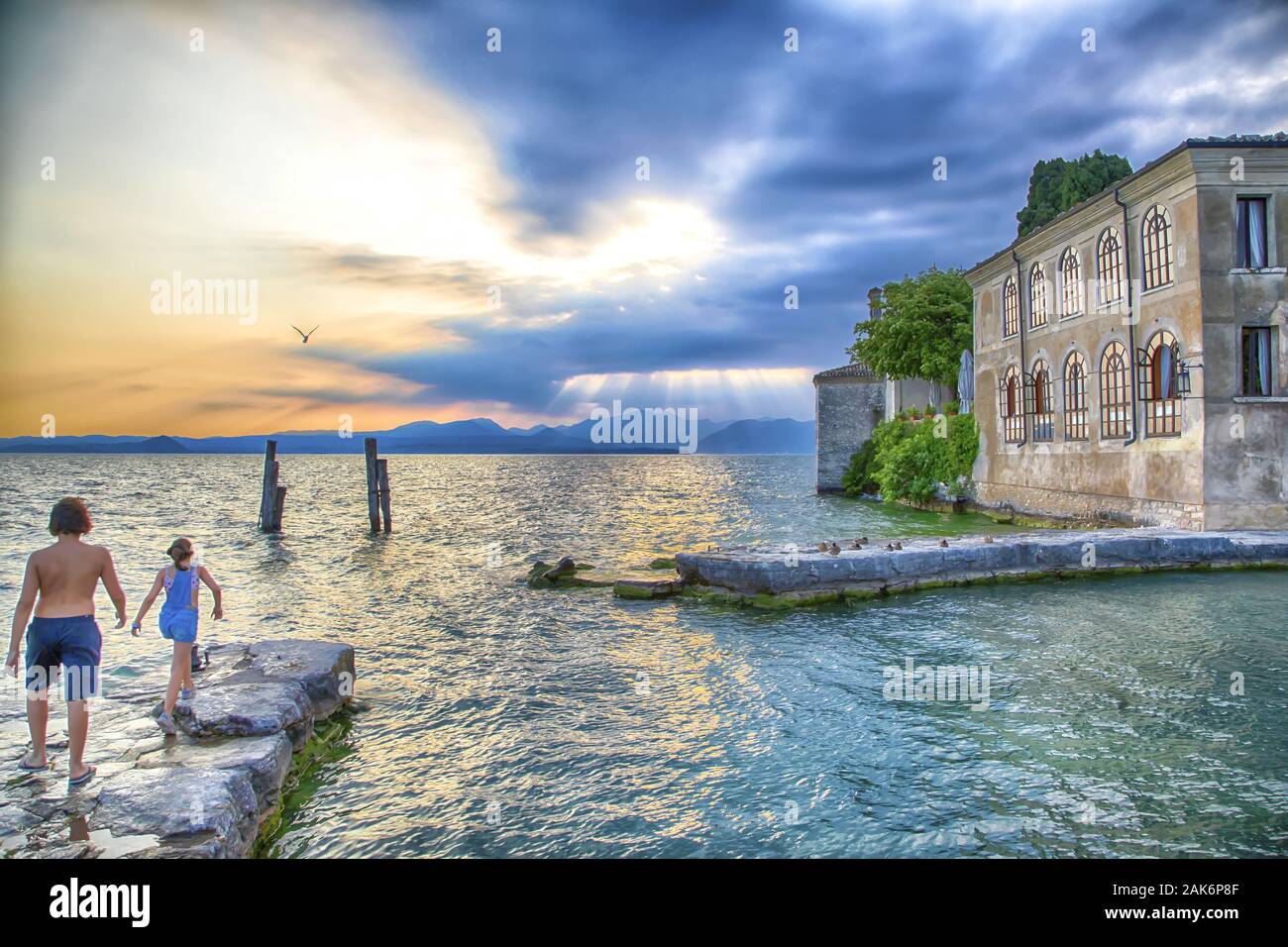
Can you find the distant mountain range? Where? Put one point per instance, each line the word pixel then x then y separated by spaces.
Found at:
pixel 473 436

...

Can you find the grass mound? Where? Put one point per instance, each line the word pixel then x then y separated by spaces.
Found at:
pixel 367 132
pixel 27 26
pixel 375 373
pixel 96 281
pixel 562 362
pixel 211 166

--

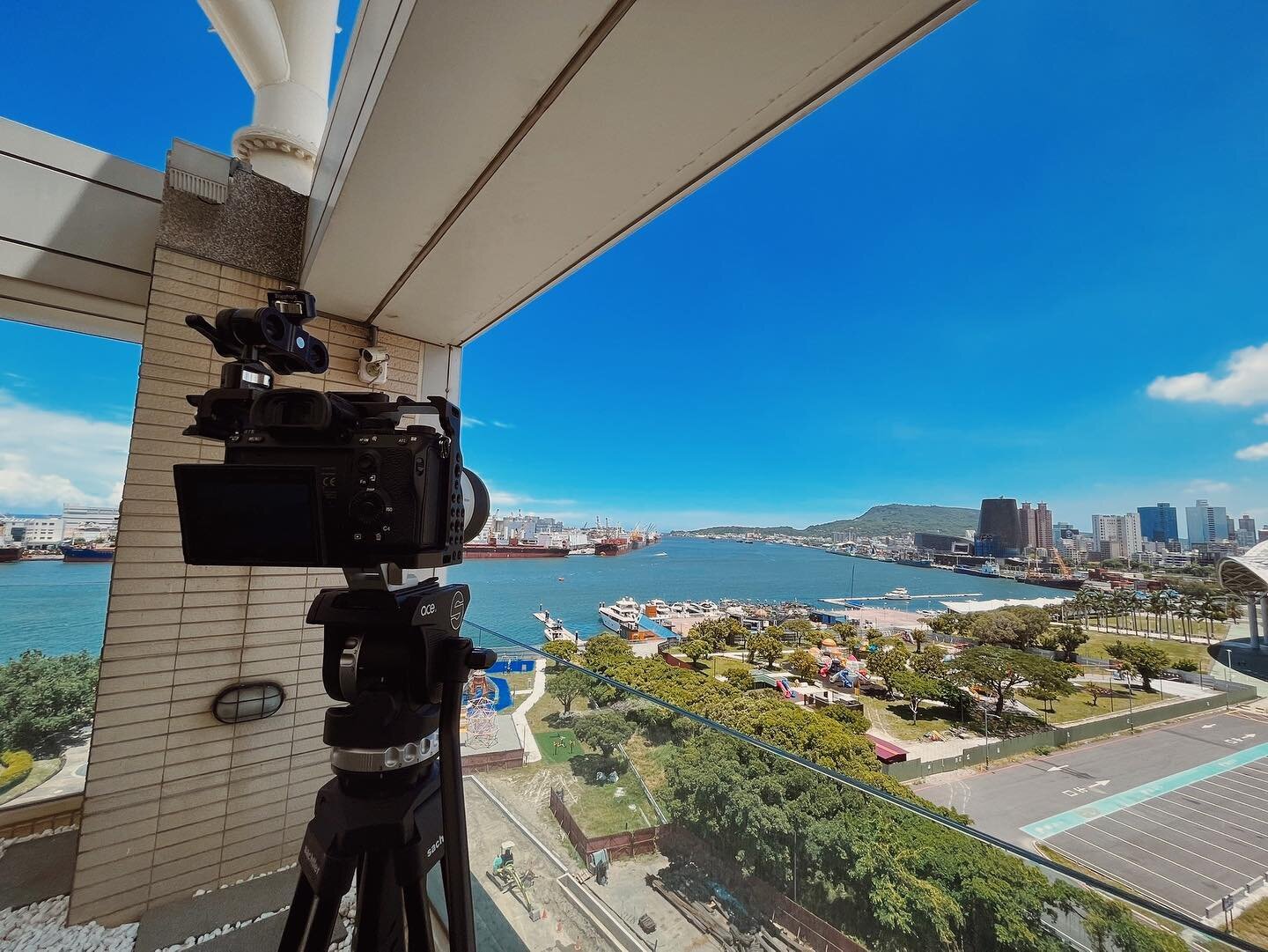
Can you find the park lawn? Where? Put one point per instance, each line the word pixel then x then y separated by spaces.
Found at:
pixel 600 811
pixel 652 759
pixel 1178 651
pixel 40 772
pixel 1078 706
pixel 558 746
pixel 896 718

◆ EXERCISE INSTRUCTIONS
Reproduce word for word the lines of the material from the one containing "Can you find the park" through the one containing "pixel 896 718", including both of those lines.

◆ RESULT
Can you find the park lawn? Where? Put one point per instance, each line the word pixel then x then y separated by spaces.
Found at:
pixel 600 811
pixel 652 759
pixel 1178 651
pixel 40 772
pixel 1078 706
pixel 558 746
pixel 896 718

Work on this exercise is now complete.